◆ WHAT IS EXPECTED ◆
Pick out each of the lines below that contains the word "above", with case counting, and copy every one of those lines in full.

◆ DATA FOR THE TASK ◆
● ● ● ● ●
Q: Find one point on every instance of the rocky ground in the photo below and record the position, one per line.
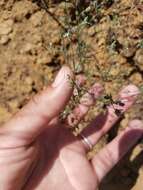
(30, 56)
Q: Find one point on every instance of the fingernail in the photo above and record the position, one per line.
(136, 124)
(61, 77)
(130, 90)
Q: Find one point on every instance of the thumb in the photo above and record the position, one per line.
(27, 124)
● ● ● ● ●
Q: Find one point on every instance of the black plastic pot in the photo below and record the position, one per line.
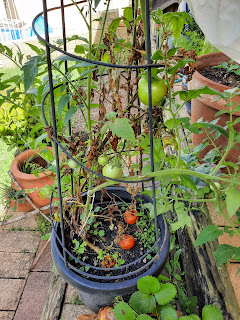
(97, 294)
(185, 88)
● ● ● ● ●
◆ OUTPUT OF THE TASK ◆
Q: Find one point on every instance of the fingernail in the photo above and record the position, one per line.
Q: Find one point on every instance of the thumb in the photo above and record the position, one per line.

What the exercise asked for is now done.